→ **SCHRIFTLICHE AUFGABE**:
Nenne bitte die Voraussetzung, von der das Bundesamt laut dem Text unten über die Aufnahme jüdischer Kontingentflüchtlinge die Erteilung einer Aufnahmezusage abhängig macht.

→ **BEREITGESTELLTER TEXT**:
:::
Dieser Personenkreis wird vorliegend durch die Verfahrensanordnung BMI bestimmt. Diese dient somit vor allem dazu, dem zuständigen Bundesamt Kriterien an die Hand zu geben, die eine nachvollziehbare und objektive Entscheidung über die Aufnahme ins Bundesgebiet erst ermöglichen, d.h. eine Gleichbehandlung aller Antragsteller garantieren. Es ist weder ersichtlich noch vorgetragen, dass das Bundesministerium des Innern hierbei von den Tatbestandsvoraussetzungen des § 23 Abs. 2 AufenthG abgewichen ist. Vielmehr hat es in rechtlich nicht zu beanstandender Weise entschieden, dass aus historischen Gründen bzw. auch zur Stärkung des jüdischen Lebens in der Bundesrepublik Deutschland so genannte jüdische Kontingentflüchtlinge unter bestimmten Voraussetzungen Aufnahme im Bundesgebiet finden können und im Rahmen dieser Ermächtigungen die Voraussetzungen hierfür definiert. Ein gerichtlich durchsetzbarer Anspruch steht dem Ausländer also nur aus Art. 3 Abs. 1 GG als Anspruch auf Gleichbehandlung nach Maßgabe der tatsächlichen Anwendung der Anordnung zu (BVerwG, a.a.O., Hailbronner, a.a.O., § 23 AufenthG, RdNr. 23, RdNr. 12). [...]
Es ist auch nicht zu beanstanden, dass das Bundesamt die Erteilung einer Aufnahmezusage von der Voraussetzung der Aufnahmemöglichkeit in einer jüdischen Gemeinde abhängig macht. Hierbei ist insbesondere zu beachten, dass die Stärkung der jüdischen Gemeinden in Deutschland ein durchaus beachtenswerter Mosaikstein der Wiedergutmachung nationalsozialistischen Unrechts darstellt. Beides, die Wiedergutmachung nationalen Unrechts wie auch die Stärkung der jüdischen Gemeinden in Deutschland, sind aber Motive dafür, dass den jüdischen Kontingentflüchtlingen im Sinne von § 23 Abs. 2 AufenthG überhaupt die Aufnahme ins Bundesgebiet ermöglicht wird. Sehen die jüdischen Dachverbände in Deutschland eine solche Aufnahme nicht, ist es letztlich folgerichtig, einem Antragsteller eine Aufnahmezusage gerade nicht zu erteilen, auch wenn er die sonstigen Voraussetzungen erfüllt.
:::
→ **GEGEBENE DATEN**:
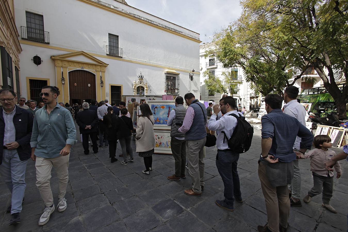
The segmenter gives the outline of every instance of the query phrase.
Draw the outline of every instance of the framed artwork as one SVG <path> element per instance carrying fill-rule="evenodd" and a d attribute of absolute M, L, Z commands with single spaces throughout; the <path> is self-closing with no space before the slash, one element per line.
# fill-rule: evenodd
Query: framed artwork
:::
→ **ERGEBNIS DER AUFGABE**:
Von der Aufnahmemöglichkeit in einer jüdischen Gemeinde.